◆ Task brief ◆
A verbatim copy of all the data is required, minus any images.

(Extracted records)

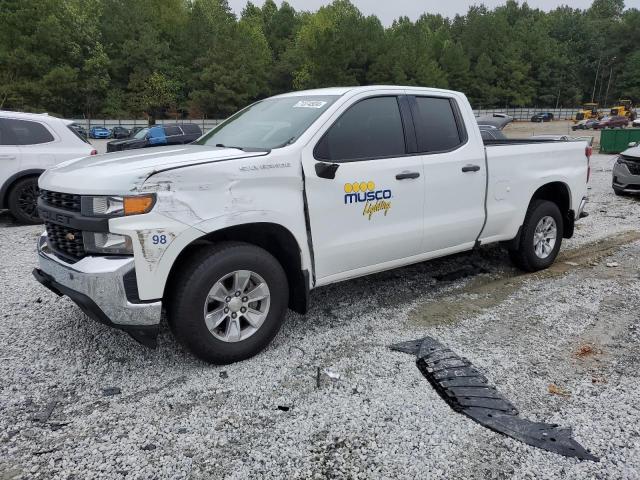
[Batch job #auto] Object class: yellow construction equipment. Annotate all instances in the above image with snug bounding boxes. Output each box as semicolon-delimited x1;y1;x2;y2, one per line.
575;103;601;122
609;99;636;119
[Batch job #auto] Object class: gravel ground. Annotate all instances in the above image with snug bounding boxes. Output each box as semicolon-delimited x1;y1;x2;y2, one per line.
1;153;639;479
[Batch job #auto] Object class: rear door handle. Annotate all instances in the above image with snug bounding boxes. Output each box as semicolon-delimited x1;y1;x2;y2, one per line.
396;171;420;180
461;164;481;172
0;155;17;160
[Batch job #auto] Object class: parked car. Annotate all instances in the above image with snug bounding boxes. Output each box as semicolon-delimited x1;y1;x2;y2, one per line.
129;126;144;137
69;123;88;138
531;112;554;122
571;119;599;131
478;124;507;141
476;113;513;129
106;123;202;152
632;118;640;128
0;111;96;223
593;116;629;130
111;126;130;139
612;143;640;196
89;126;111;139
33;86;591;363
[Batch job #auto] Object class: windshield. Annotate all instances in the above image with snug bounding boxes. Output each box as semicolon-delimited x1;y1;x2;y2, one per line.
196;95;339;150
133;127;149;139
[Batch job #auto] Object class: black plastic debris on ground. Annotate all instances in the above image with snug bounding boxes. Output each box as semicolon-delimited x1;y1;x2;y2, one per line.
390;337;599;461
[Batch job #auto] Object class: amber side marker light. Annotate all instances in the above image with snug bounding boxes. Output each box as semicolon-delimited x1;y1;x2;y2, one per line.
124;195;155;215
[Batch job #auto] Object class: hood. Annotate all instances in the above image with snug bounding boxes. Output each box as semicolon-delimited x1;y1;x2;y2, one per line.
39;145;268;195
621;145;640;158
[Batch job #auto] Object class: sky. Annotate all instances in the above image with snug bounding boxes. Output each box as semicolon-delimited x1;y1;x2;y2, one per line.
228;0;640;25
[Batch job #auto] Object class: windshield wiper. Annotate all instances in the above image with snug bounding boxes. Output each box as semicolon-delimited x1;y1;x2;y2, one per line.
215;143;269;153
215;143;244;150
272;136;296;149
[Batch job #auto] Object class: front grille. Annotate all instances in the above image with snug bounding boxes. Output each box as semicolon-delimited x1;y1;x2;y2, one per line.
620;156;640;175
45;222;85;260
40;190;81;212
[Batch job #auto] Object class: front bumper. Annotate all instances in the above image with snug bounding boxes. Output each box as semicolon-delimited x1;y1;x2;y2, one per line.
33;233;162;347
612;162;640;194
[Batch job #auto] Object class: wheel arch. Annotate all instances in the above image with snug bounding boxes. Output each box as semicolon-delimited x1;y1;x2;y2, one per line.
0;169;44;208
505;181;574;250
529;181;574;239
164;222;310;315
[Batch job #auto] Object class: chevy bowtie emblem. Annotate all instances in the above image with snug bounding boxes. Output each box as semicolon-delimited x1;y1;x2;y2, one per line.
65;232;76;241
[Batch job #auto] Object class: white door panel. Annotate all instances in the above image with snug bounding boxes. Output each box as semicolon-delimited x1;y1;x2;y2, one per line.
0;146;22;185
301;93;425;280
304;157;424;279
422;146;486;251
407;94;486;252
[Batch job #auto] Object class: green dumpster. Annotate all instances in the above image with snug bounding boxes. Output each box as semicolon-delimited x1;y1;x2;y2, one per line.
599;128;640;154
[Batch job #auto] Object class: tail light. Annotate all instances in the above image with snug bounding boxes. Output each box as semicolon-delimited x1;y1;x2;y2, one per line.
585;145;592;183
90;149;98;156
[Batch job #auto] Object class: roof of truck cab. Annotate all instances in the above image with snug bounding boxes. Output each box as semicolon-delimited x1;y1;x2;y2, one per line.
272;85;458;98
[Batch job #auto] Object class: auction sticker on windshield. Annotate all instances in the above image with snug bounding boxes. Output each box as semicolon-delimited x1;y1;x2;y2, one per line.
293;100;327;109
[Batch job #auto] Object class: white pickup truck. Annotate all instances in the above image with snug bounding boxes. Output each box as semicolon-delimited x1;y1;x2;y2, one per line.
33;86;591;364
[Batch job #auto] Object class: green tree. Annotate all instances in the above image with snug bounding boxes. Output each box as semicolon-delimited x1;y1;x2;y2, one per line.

(End Extracted records)

◆ Answer box ◆
[Batch job #auto] Object class: yellow construction equipment. Annotate all instances in the above image with snug bounding boxes. Output each box as semicolon-delimited x1;y1;x2;y2, one per line.
575;103;601;122
609;99;636;119
[Batch job #auto] Object class: gravel ground. Annotate all instances in the above image with snug bounding boxes. Output each box as semicolon-delimited x1;y1;x2;y2, one per line.
1;153;639;479
[Batch job #auto] Object class: rear door handle. Annotate all instances in the above image with snug bounding boxes. Output each box as semicolon-delimited x1;y1;x2;y2, one per line.
396;171;420;180
461;164;481;172
0;155;17;160
[Batch job #auto] Object class: parked car. Annotate all instances in the above image with snug bounding boxes. Output each box as semicolon-delimited x1;y1;x2;y2, one per line.
129;126;144;137
69;123;88;138
531;112;554;122
571;119;599;131
478;124;507;141
476;113;513;129
106;123;202;152
632;118;640;128
0;111;96;223
593;116;629;130
111;126;130;139
612;143;640;196
89;126;111;139
33;86;591;363
[Batch job #auto] Object class: windshield. Annotate all instances in the above image with snug bounding boxes. Output each box as semicolon-delimited x1;y1;x2;y2, one per line.
196;95;339;150
133;127;149;139
[Batch job #auto] Object class: black plastic debris on ground. Annotate all instances in the above image with snug bounding boxes. Output each box as semicolon-delimited x1;y1;x2;y2, one per line.
390;337;599;461
[Batch job #auto] Object class: amber side marker light. Annotate all instances in the above image with snug bounding boxes. Output each box as semicolon-delimited x1;y1;x2;y2, one per line.
124;195;155;215
[Batch job #auto] Object class: hood. Annotate all instances in the above image with snug bounding boxes. Output each box as semicolon-delimited x1;y1;x2;y2, one per line.
39;145;268;195
621;145;640;158
[Batch job #auto] Object class: sky. Annotate all instances in the above image with snug bounding boxes. Output each box as semicolon-delimited x1;y1;x2;y2, one per line.
228;0;640;25
[Batch job #auto] Object class: windshield wiper. Annotate all instances in the above image with snug bounding boxes. Output each box as semicolon-delimited x1;y1;x2;y2, one per line.
215;143;269;153
215;143;244;150
272;136;296;149
[Batch job #auto] Object class: front grille. Annotate all instances in the above image with snug bounding boxes. Output each box as semicolon-delimited x1;y1;x2;y2, one per line.
620;156;640;175
45;222;85;260
40;190;81;212
[Batch job #auto] Object class: front bumper. Annotate all instances in the above image with snug bounding boxes. Output each box as semicolon-delimited x1;y1;x2;y2, one per line.
33;233;162;347
612;162;640;194
[Batch job #auto] Object class: wheel arch. Annotate all instances in the above image with snug bounding boxes. Output each box as semicolon-delimited x1;y1;x2;y2, one per line.
0;169;44;208
505;181;574;250
529;181;574;239
164;222;310;315
[Batch job #auto] Object class: chevy bowtie emblem. Annotate all instances in the above image with snug bounding boxes. Output each box as semicolon-delimited x1;y1;x2;y2, one per line.
65;232;76;241
[Batch job #auto] Object class: white door panel. Annotate all instances in the above image with snug bounding boxes. Output each box as semicolon-delimited x1;y1;x2;y2, one per line.
0;146;22;185
301;93;425;280
304;157;424;279
422;146;486;251
407;94;486;252
[Batch job #auto] Object class: green dumpster. Annotate all instances in the above image with snug bounding boxes. Output each box as semicolon-delimited x1;y1;x2;y2, one per line.
599;128;640;154
[Batch job #auto] Object class: tail light. Annotate all instances in the above image with snug bounding boxes. Output each box as semicolon-delimited x1;y1;x2;y2, one per line.
585;145;592;183
90;149;98;156
[Batch job #auto] Object class: roof of truck cab. Annotate all instances in the above image with snug bounding boxes. Output each box as semicolon-delimited x1;y1;x2;y2, one per line.
272;85;458;98
[Batch job #auto] Object class: auction sticker on windshield. Annotate all instances in the above image with snug bounding boxes. Output each box as semicolon-delimited x1;y1;x2;y2, one per line.
293;100;327;109
[Batch job #auto] Object class: white pickup truck. Annotate all instances in the above image with snug bounding boxes. Output each box as semicolon-delimited x1;y1;x2;y2, one per line.
33;86;591;364
[Batch job #auto] Object class: green tree. Annotate all instances in the above image with snug bounding boxes. Output each box as semicolon-delimited x1;y1;x2;y2, one per line.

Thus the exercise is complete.